Page excerpt -
DocketNumber: No. F-76-353
Citation Numbers: 558 P.2d 679
Judges: Bussey, Brett, Bliss
Filed Date: 1/4/1977
Status: Precedential
Modified Date: 10/19/2024
The Appellant, Carneil Lamar Davis, hereinafter referred to as defendant, and a Garonski Goodlow, were jointly charged, tried and convicted for the crime of Murder in the Second Degree, in violation of 21 O.S.Supp.1973, § 701.2, in the District Court, Carter County, Case No. CRF — 75-131. In accordance with the verdict of the jury, a sentence of ten (10) hears to life imprisonment was imposed on each defendant. From this judgment and sentence defendant Davis has perfected a timely appeal.

Given data -
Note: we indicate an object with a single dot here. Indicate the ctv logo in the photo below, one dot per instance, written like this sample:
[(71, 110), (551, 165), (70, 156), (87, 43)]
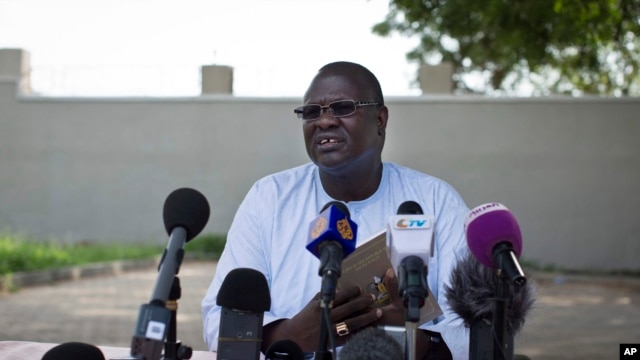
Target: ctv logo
[(412, 224), (629, 351)]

Exercise prompt - In the court opinion excerpt, which court tried Davis and Goodlow? The material has no role in this exercise.

Exercise solution - The District Court of Carter County.